§ Work to do: Can you rewrite everything from "Could you mark" down to "Now the **plaid", changing "plaid flannel shirt" to "checkered wool shirt" and leaving the rest of those lines unchanged?

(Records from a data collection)
====
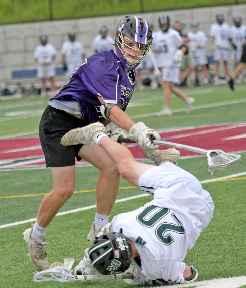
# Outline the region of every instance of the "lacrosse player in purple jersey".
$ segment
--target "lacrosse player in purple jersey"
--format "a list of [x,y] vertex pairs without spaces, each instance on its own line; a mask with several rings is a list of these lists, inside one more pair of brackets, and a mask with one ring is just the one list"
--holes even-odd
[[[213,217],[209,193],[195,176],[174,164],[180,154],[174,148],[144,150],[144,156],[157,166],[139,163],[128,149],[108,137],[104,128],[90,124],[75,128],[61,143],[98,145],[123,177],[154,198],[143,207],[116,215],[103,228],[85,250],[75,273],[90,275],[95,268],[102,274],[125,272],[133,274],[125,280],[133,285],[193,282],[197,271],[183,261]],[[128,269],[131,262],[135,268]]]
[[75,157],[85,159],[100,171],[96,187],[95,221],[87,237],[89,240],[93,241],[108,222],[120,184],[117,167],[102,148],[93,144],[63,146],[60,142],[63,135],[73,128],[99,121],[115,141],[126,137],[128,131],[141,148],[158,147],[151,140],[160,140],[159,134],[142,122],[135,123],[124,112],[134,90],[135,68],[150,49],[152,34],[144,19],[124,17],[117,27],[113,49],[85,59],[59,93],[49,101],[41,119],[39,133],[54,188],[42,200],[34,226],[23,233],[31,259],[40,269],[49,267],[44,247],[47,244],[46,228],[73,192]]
====
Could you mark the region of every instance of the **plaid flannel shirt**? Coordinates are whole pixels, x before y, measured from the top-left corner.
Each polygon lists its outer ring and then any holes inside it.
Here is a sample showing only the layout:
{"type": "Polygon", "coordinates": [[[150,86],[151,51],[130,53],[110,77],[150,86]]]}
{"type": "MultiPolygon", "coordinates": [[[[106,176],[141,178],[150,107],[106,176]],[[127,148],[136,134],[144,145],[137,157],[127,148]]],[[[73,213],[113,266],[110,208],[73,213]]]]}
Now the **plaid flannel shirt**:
====
§ Solution for this exercise:
Could you mark the region of every instance of the **checkered wool shirt**? Coordinates are whole pixels, x before y, measured from the top-left corner.
Each polygon lists its outer ring and then any holes inside it.
Here is a sample showing only the layout:
{"type": "Polygon", "coordinates": [[[150,86],[151,51],[130,53],[110,77],[150,86]]]}
{"type": "MultiPolygon", "coordinates": [[[[106,176],[141,178],[150,107],[106,176]],[[127,148],[136,134],[144,145],[137,157],[127,148]]],[[[73,213],[113,266],[110,208],[73,213]]]]}
Now the **checkered wool shirt**:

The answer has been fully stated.